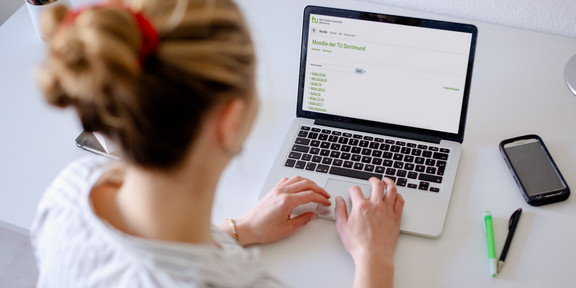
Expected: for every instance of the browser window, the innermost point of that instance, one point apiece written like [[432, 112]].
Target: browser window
[[396, 74]]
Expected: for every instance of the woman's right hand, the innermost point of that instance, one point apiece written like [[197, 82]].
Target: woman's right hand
[[371, 231]]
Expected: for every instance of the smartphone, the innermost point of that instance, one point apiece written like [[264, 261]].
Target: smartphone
[[534, 170]]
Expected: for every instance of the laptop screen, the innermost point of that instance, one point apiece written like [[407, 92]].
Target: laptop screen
[[402, 72]]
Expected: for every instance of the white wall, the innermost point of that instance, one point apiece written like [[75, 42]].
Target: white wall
[[549, 16], [8, 7]]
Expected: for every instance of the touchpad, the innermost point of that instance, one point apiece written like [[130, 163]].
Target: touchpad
[[340, 188]]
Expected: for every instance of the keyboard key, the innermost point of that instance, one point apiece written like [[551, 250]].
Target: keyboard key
[[423, 186], [313, 135], [300, 165], [290, 163], [302, 141], [440, 156], [300, 148], [343, 140], [430, 178], [322, 168], [311, 166], [401, 182], [401, 173], [295, 155], [353, 173]]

- INSTRUCTIONS TO FOLLOW: Make a copy of each line in the records above that has the word "like".

- THE ANSWER:
Expected: for every instance of the browser window, the innermost point of that instance, one point apiece written like [[432, 112]].
Expected: for every instance of the woman's right hand, the innermost point of that instance, one point apiece written like [[197, 82]].
Expected: for every instance of the smartphone, the innermost point of that instance, one point apiece written like [[264, 261]].
Expected: for every instance of the laptop screen, the innermost point of that instance, one point apiece written like [[407, 92]].
Expected: for every instance of the white wall, the innermost point of that instance, one point apiece written like [[75, 42]].
Expected: for every instance of the touchpad, the innermost point of that instance, one point apiece written like [[130, 163]].
Expected: for every instance of the keyboard key, the innermost point of that instance, one point apiece written like [[551, 250]].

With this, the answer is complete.